■ **EXERCICE COURT**
Pouvez-vous reproduire toutes les lignes ci-dessous telles quelles, sans rien y changer ?

#### DONNÉES D'ENTRÉE

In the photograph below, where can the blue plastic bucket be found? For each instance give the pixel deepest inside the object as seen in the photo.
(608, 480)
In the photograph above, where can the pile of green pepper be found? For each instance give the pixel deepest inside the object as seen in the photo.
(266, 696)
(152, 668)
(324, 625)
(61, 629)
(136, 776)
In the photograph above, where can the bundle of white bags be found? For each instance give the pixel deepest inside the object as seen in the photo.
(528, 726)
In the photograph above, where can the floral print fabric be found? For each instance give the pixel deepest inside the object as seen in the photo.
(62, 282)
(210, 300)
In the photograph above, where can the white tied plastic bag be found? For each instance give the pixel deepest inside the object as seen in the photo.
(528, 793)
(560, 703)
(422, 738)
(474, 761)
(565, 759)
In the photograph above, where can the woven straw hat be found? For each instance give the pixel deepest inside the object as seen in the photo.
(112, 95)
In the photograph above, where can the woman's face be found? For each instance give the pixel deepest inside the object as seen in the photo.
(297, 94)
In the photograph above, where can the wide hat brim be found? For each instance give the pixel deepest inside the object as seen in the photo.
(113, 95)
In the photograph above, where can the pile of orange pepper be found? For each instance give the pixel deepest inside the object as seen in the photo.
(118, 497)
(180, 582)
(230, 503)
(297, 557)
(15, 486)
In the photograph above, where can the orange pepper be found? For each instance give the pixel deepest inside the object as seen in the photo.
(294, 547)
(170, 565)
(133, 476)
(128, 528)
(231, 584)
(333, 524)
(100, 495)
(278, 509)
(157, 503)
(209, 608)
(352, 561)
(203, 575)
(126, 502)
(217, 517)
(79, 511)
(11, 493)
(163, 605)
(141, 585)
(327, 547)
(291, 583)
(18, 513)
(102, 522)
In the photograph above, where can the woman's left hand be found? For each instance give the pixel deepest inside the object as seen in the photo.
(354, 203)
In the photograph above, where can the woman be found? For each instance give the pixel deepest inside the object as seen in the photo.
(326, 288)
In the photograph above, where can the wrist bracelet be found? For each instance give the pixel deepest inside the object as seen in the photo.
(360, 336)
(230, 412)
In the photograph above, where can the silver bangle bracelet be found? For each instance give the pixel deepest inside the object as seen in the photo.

########

■ **RÉPONSE**
In the photograph below, where can the blue plastic bucket be found? For each instance give the pixel deepest inside the object as seen in the photo.
(608, 480)
In the photograph above, where can the pile of green pepper be found? For each instance give the pixel deepest inside the object as seen in the photo.
(266, 696)
(152, 668)
(324, 625)
(61, 629)
(136, 776)
In the photograph above, where can the bundle of white bags be found? For each instance give the pixel deepest inside the object as seen in the photo.
(528, 726)
In the photograph above, where can the floral print fabric be found? For each instance give the pixel deepest inside the object as seen in the photo.
(62, 282)
(210, 300)
In the photograph above, where can the white tied plastic bag be found? For each instance give the pixel deepest inside the object as seen in the photo.
(528, 793)
(560, 703)
(422, 738)
(474, 761)
(565, 759)
In the photograph above, where can the woven straw hat be found? For each instance give the pixel deepest inside the object as seen in the photo.
(112, 95)
In the photograph above, where can the woman's face be found? For each instance give the pixel deepest inside the object as seen in the photo.
(297, 94)
In the photograph above, where can the wide hat brim be found? For each instance give the pixel deepest inside the object as seen in the photo.
(113, 95)
In the photograph above, where can the pile of orange pepper be found? For each instance give the pixel deepest inside the object as seen in the photo.
(118, 497)
(180, 582)
(230, 503)
(297, 557)
(15, 486)
In the photograph above, where can the orange pepper be found? For each instance give the pixel deepest inside the object as seen in the photo.
(294, 547)
(170, 565)
(133, 476)
(128, 528)
(231, 584)
(333, 524)
(100, 495)
(278, 509)
(157, 503)
(209, 608)
(352, 561)
(203, 575)
(126, 502)
(217, 517)
(79, 511)
(11, 493)
(163, 605)
(141, 585)
(327, 547)
(291, 583)
(18, 513)
(102, 522)
In the photograph above, where can the woman's left hand be found? For each instance give the pixel deepest inside the object as seen in the photo.
(354, 203)
In the photograph above, where can the woman be found? For each instance give the pixel deepest inside the object as seen in the photo.
(326, 288)
In the photograph above, where can the wrist bracelet be found? For each instance give the pixel deepest inside the object as seen in the photo.
(360, 336)
(230, 412)
In the photograph above, where can the silver bangle bracelet be found? For each instance give the pixel deepest inside the object as seen in the photo.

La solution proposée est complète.